To do. Which lines in the records below include the word "board"? Report each of them in full.

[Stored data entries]
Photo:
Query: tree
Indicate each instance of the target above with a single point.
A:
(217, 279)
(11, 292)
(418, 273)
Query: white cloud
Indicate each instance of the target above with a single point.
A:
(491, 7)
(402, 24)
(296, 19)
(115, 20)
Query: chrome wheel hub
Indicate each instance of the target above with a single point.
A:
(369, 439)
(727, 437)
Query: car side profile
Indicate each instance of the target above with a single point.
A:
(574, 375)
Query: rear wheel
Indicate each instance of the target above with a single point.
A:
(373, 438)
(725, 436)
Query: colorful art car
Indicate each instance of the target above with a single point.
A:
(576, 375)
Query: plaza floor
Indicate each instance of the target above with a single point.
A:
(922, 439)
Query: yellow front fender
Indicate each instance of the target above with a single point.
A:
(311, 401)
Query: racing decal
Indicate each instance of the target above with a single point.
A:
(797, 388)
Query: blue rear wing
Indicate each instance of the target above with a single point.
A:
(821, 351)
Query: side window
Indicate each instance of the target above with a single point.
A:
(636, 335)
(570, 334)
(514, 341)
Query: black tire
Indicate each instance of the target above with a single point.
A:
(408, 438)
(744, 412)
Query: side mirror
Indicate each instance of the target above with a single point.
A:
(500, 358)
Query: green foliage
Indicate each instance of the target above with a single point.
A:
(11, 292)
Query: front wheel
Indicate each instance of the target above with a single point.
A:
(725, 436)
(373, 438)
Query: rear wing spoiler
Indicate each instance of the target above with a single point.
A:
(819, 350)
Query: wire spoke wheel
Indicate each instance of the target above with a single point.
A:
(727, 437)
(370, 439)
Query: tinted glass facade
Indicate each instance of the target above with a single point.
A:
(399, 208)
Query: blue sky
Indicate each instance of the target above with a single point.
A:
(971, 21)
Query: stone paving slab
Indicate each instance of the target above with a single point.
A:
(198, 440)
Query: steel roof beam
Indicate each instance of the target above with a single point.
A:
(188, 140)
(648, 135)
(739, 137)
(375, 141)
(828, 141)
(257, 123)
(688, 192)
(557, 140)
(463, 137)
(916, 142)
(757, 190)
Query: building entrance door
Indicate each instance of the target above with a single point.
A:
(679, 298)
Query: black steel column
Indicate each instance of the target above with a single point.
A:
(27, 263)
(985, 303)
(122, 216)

* * *

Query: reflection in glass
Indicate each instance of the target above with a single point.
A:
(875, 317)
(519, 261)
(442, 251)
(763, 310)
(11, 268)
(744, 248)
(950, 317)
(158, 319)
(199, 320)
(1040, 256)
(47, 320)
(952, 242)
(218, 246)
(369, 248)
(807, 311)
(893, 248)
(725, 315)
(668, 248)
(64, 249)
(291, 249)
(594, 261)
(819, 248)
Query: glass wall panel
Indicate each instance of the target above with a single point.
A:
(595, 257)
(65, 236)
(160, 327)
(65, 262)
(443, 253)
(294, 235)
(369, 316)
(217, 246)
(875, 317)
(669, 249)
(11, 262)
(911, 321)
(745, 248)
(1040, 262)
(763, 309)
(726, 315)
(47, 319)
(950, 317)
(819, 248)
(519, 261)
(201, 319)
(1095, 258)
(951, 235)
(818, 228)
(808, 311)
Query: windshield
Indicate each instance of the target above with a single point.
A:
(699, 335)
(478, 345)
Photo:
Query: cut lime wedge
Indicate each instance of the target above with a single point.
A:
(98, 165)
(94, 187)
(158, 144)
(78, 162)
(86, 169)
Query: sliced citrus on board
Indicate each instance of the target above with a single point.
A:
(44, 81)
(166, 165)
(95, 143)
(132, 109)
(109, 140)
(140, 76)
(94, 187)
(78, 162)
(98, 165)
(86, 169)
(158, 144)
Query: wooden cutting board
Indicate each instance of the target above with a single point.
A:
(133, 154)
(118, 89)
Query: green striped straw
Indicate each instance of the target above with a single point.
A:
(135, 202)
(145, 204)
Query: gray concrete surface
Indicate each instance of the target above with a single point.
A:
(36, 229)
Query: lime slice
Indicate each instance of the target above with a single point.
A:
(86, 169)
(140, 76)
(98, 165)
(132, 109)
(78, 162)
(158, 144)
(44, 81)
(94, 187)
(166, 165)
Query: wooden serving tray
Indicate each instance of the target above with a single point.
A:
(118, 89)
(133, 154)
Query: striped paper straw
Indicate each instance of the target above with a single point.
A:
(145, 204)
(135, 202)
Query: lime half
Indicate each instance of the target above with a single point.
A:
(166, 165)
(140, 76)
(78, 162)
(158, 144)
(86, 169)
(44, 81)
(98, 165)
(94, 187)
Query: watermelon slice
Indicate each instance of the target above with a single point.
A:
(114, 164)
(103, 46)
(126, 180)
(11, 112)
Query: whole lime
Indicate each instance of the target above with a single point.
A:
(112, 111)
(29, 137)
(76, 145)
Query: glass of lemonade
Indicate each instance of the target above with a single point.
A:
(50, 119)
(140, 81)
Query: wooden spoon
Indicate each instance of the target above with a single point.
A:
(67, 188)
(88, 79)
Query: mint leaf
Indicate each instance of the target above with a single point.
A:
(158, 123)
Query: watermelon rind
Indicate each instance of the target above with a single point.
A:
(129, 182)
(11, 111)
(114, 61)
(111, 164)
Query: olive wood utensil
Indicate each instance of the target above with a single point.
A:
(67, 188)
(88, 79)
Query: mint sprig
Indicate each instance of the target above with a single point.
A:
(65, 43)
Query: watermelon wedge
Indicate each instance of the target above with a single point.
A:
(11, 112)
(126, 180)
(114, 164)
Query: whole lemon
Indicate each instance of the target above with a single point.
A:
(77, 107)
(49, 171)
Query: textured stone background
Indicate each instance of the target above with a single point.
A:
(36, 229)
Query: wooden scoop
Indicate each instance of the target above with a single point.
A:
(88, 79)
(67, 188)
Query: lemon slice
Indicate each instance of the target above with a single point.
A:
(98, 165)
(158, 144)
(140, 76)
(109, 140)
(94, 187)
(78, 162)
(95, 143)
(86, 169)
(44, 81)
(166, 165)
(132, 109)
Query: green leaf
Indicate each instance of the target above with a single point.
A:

Written solution.
Query: sliced citrus on board
Query: wooden cutting board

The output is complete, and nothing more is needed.